[Object pointing dataset rows]
════════════════
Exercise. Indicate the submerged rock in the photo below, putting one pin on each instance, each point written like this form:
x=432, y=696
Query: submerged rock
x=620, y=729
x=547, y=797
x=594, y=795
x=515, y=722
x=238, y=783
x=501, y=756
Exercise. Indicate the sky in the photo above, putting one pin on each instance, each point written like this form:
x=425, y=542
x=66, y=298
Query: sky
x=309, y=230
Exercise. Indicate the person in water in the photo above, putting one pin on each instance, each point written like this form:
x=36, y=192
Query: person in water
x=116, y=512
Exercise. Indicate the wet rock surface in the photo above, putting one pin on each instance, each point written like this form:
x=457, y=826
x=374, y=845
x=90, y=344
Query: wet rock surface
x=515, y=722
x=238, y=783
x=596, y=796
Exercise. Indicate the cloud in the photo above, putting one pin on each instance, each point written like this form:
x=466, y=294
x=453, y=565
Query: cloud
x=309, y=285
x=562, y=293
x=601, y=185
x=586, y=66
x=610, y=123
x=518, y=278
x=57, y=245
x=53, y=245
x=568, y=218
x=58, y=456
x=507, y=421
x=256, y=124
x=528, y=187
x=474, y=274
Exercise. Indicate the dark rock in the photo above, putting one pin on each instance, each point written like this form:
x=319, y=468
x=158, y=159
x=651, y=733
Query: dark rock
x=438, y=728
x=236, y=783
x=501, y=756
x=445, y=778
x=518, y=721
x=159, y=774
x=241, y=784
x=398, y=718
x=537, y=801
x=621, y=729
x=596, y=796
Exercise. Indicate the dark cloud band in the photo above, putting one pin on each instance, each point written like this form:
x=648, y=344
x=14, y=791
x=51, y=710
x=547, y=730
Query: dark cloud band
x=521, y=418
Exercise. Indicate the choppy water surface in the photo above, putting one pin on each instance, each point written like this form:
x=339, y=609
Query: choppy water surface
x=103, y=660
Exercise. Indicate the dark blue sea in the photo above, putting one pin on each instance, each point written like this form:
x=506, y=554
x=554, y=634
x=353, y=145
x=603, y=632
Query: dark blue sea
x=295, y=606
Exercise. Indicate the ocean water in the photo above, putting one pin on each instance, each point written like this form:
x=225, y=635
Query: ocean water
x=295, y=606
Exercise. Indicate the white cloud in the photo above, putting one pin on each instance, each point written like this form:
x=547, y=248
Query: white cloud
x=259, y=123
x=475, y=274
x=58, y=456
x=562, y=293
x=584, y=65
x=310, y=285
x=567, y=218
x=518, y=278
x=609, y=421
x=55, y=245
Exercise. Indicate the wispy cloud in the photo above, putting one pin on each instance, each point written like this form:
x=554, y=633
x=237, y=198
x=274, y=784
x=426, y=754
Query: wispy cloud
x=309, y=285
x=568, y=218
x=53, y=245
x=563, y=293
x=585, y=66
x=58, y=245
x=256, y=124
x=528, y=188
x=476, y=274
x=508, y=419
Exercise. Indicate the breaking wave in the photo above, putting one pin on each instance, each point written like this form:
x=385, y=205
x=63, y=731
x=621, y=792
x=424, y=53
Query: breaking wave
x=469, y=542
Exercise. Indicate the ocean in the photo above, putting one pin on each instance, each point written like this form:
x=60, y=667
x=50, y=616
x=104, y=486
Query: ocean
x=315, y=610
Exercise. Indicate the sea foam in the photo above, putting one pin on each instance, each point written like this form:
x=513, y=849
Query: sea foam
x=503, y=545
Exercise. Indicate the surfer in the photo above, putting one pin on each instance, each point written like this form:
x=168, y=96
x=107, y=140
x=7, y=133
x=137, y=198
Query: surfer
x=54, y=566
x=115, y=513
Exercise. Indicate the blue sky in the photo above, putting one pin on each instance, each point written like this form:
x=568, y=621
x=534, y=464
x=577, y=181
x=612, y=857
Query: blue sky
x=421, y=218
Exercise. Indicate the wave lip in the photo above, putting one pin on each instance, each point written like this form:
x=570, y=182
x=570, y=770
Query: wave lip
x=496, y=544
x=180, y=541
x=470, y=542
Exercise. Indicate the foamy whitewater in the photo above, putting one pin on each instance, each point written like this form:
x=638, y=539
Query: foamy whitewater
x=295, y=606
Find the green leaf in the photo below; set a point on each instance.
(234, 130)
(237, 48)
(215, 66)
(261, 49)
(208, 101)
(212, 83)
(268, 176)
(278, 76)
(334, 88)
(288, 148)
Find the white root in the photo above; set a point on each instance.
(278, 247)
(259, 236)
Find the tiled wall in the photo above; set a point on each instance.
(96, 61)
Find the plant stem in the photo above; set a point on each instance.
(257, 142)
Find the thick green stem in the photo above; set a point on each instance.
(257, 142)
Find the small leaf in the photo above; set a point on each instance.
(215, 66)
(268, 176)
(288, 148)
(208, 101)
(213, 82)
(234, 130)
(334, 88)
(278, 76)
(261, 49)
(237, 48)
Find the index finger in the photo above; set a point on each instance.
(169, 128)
════════════════
Direction: Your task is to reproduce the whole listing exactly.

Reply to the exercise:
Exercise. Indicate the submerged rock in the photo below, putting one pin on each instance, each point written like this form:
x=432, y=696
Query: submerged rock
x=620, y=729
x=547, y=797
x=594, y=795
x=515, y=722
x=238, y=783
x=501, y=756
Exercise. Indicate the sky in the photo above, putting one pin on each instance, each point written like this form:
x=425, y=542
x=66, y=298
Query: sky
x=309, y=230
Exercise. Indicate the person in water in the photo above, putting one pin on each instance, each point written like this form:
x=36, y=192
Query: person in water
x=116, y=512
Exercise. Indicate the wet rock surface in the photo above, putting one pin on each instance, each point written like this form:
x=457, y=826
x=374, y=845
x=90, y=344
Query: wet rock surface
x=515, y=722
x=238, y=783
x=596, y=796
Exercise. Indicate the cloud in the photo above, putting one pin on each instance, each point written like this form:
x=466, y=294
x=453, y=565
Query: cloud
x=309, y=285
x=562, y=293
x=601, y=185
x=586, y=66
x=610, y=123
x=518, y=278
x=57, y=245
x=53, y=245
x=568, y=218
x=58, y=456
x=507, y=421
x=256, y=124
x=528, y=187
x=474, y=274
Exercise. Indicate the dark rock in the photo above, putting one pin on each instance, each point written like this form:
x=319, y=468
x=158, y=159
x=651, y=733
Query: dark rock
x=438, y=728
x=236, y=783
x=501, y=756
x=445, y=778
x=518, y=721
x=159, y=774
x=241, y=784
x=398, y=718
x=537, y=801
x=621, y=729
x=596, y=796
Exercise. Indicate the dark cloud band in the photo above, putting one pin on each instance, each point written like this form:
x=648, y=344
x=14, y=791
x=51, y=710
x=547, y=730
Query: dark cloud band
x=521, y=418
Exercise. Indicate the choppy water surface in the photo above, putting one pin on each instance, each point written like this form:
x=339, y=609
Query: choppy water surface
x=103, y=660
Exercise. Indicate the dark blue sea in the photo above, putting one pin on each instance, each point written like this form:
x=506, y=554
x=554, y=634
x=353, y=145
x=603, y=632
Query: dark blue sea
x=295, y=606
Exercise. Indicate the ocean water in the photo above, putting one pin on each instance, each point written like this form:
x=225, y=635
Query: ocean water
x=295, y=606
Exercise. Indicate the white cloud in the photo above, putting one pin on each instance, each point written like this form:
x=547, y=248
Query: white cloud
x=259, y=123
x=475, y=274
x=58, y=456
x=562, y=293
x=584, y=65
x=310, y=285
x=567, y=218
x=518, y=278
x=609, y=421
x=55, y=245
Exercise. Indicate the wispy cloud in the photo above, putting one pin on each instance, each point written like this form:
x=554, y=633
x=237, y=198
x=274, y=784
x=426, y=754
Query: wispy cloud
x=309, y=285
x=568, y=218
x=53, y=245
x=563, y=293
x=585, y=66
x=58, y=245
x=256, y=124
x=528, y=188
x=476, y=274
x=508, y=419
Exercise. Indicate the breaking wave in the photo above, putting one pin on each instance, each point written like this form:
x=385, y=205
x=63, y=731
x=621, y=792
x=424, y=53
Query: breaking wave
x=469, y=542
Exercise. Indicate the ocean in the photo above, putting one pin on each instance, each point written like this form:
x=60, y=667
x=50, y=616
x=104, y=486
Query: ocean
x=315, y=610
Exercise. Indicate the sea foam in the photo above, putting one pin on each instance, each point written like this form:
x=513, y=849
Query: sea foam
x=503, y=545
Exercise. Indicate the surfer in the photo above, putting one pin on each instance, each point written like this form:
x=168, y=96
x=107, y=140
x=7, y=133
x=137, y=198
Query: surfer
x=54, y=566
x=115, y=513
Exercise. Indicate the blue sky in the photo above, putting one pin on each instance, each point written like this form:
x=568, y=621
x=534, y=464
x=577, y=181
x=612, y=857
Query: blue sky
x=421, y=218
Exercise. Indicate the wave lip in the photo above, putting one pin on each instance, each point written like this form:
x=570, y=182
x=570, y=770
Query: wave lip
x=496, y=544
x=180, y=541
x=470, y=542
Exercise. Indicate the foamy whitewater in the photo above, putting one pin on each instance, each point written like this form:
x=638, y=539
Query: foamy whitewater
x=295, y=606
Find the green leaf in the photo below; set a point on each instance.
(234, 130)
(237, 48)
(215, 66)
(261, 49)
(208, 101)
(212, 83)
(268, 176)
(278, 76)
(334, 88)
(288, 148)
Find the white root in the photo above; set a point on each instance.
(278, 247)
(259, 236)
Find the tiled wall in the photo above; set a point on each instance.
(96, 61)
Find the plant stem in the photo above; set a point on each instance.
(257, 142)
Find the thick green stem in the photo above; set a point on each instance.
(257, 142)
Find the small leaf in the photo above; set a point on each instance.
(215, 66)
(268, 176)
(288, 148)
(208, 101)
(213, 82)
(234, 130)
(334, 88)
(278, 76)
(261, 49)
(237, 48)
Find the index finger in the photo above; set a point on each instance.
(169, 128)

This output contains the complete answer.